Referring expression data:
-=-=-

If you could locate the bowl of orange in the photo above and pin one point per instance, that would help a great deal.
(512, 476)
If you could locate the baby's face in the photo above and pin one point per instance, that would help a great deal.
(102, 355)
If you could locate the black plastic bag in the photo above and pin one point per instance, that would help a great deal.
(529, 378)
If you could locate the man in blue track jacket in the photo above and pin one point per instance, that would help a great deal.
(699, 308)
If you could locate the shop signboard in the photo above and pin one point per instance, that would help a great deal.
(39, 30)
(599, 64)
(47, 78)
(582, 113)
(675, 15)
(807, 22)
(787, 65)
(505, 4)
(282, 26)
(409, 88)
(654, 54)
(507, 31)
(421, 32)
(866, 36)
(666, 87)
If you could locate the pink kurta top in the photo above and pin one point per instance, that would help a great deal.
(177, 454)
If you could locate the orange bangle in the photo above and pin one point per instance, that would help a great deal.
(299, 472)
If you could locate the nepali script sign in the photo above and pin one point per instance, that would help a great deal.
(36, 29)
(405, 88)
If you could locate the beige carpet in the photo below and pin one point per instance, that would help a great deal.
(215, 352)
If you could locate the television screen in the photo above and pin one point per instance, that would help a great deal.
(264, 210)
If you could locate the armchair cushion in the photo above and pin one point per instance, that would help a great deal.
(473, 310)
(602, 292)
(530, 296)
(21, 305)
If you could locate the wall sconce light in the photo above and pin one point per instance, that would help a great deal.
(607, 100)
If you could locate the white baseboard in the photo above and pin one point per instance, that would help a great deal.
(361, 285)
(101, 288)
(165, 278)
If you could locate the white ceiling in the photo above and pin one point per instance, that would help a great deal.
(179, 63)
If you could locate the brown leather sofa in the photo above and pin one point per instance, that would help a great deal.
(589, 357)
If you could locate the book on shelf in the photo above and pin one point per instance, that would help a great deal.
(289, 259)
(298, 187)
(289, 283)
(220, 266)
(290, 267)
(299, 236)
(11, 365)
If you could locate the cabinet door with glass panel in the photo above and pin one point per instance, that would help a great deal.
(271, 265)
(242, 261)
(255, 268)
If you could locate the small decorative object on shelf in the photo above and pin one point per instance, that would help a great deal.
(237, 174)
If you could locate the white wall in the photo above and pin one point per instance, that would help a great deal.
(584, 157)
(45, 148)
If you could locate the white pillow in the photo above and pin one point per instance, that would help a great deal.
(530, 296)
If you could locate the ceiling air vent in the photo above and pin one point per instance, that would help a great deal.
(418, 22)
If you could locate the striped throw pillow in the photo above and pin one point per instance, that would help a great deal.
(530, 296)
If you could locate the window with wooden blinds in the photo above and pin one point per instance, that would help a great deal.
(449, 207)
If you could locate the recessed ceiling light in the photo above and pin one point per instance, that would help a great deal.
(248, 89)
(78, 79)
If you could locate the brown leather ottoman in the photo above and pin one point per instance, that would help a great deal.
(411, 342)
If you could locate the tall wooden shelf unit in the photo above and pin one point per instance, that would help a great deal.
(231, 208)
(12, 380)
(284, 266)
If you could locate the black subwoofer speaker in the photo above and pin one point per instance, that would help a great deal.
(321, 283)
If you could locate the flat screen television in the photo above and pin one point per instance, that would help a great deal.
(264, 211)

-=-=-

▸ TASK ITEM
Return the lines above exactly, keeping every word.

▸ RESULT BELOW
If you could locate the bowl of orange in the photo above and pin one point per instance, that would help a great deal.
(512, 476)
If you could locate the baby's face in the photo above and pin one point per instance, that would help a great deal.
(102, 355)
If you could locate the black plastic bag in the photo above and pin one point per instance, that would help a great deal.
(529, 378)
If you could locate the man in blue track jacket in the photo above and pin one point per instance, that would help a great deal.
(699, 308)
If you could locate the shop signboard in the photo above and pin one point per instance, that would help a great deal.
(39, 30)
(599, 64)
(47, 78)
(582, 113)
(675, 15)
(807, 22)
(787, 65)
(505, 4)
(282, 26)
(409, 88)
(654, 54)
(507, 31)
(421, 32)
(866, 36)
(666, 87)
If you could locate the pink kurta top in the photo above and pin one point per instance, that would help a great deal.
(177, 454)
If you could locate the orange bangle in the photo above and pin one point per instance, that would help a great deal.
(299, 472)
If you could locate the nepali script sign in the photo above and pin one point per instance, that would help a great deal.
(36, 29)
(405, 88)
If you could locate the beige carpet in the photo below and pin one point per instance, that would help a great deal.
(215, 352)
If you could locate the television screen in the photo above and pin one point per instance, that would help a great deal.
(264, 210)
If you could locate the armchair cushion in the photo above and pin one point per instance, that would help a great deal.
(473, 310)
(602, 292)
(530, 296)
(21, 305)
If you could locate the wall sconce light in the photo above and pin one point per instance, that would help a great deal.
(607, 100)
If you could locate the white baseboard in the photo above and pin one point per instance, that would help a great deal.
(361, 285)
(101, 288)
(165, 278)
If you could locate the white ceiling in the photo above and pin one point per instance, that would help a great deal.
(179, 63)
If you could locate the brown leather sofa in the photo above and pin one point per instance, that would help a great deal.
(589, 357)
If you could locate the book on shelf in the photo above and pin one point per instance, that would help a great deal.
(289, 259)
(298, 187)
(289, 283)
(220, 266)
(290, 267)
(299, 236)
(11, 365)
If you could locate the cabinet door with glass panel in the photo above and pin one point per instance, that would help a great deal.
(271, 265)
(242, 261)
(255, 268)
If you could locate the small decorative object on shelf in the photo above and pin one point per instance, that would help a great deal.
(237, 174)
If you could locate the white wall in the photo above and pin one point per instance, that would help a great deal.
(584, 157)
(45, 148)
If you could locate the white pillow in the photo above and pin one point per instance, that would help a great deal.
(530, 296)
If you could locate the ceiling air vent in the photo above and pin one point per instance, that would help a great deal.
(418, 22)
If you could locate the striped throw pillow in the photo above and pin one point per instance, that would help a great deal.
(530, 296)
If you could locate the window with wooden blinds in the photo above and pin one point per instance, that would help a great deal.
(449, 207)
If you could locate the recessed ceiling light in the photo above and pin one point per instance, that would help a great deal.
(248, 89)
(78, 79)
If you could locate the brown leather ottoman in the photo above and pin one point per instance, that would help a great deal.
(411, 342)
If you could locate the tall wooden shelf unit in the photo above and pin one point per instance, that would help a great deal.
(231, 208)
(12, 380)
(284, 266)
If you could locate the black subwoofer speaker in the photo above and pin one point per instance, that would help a great deal.
(321, 283)
If you could locate the flat screen television in the photo above and pin one point per instance, that would help a great deal.
(264, 211)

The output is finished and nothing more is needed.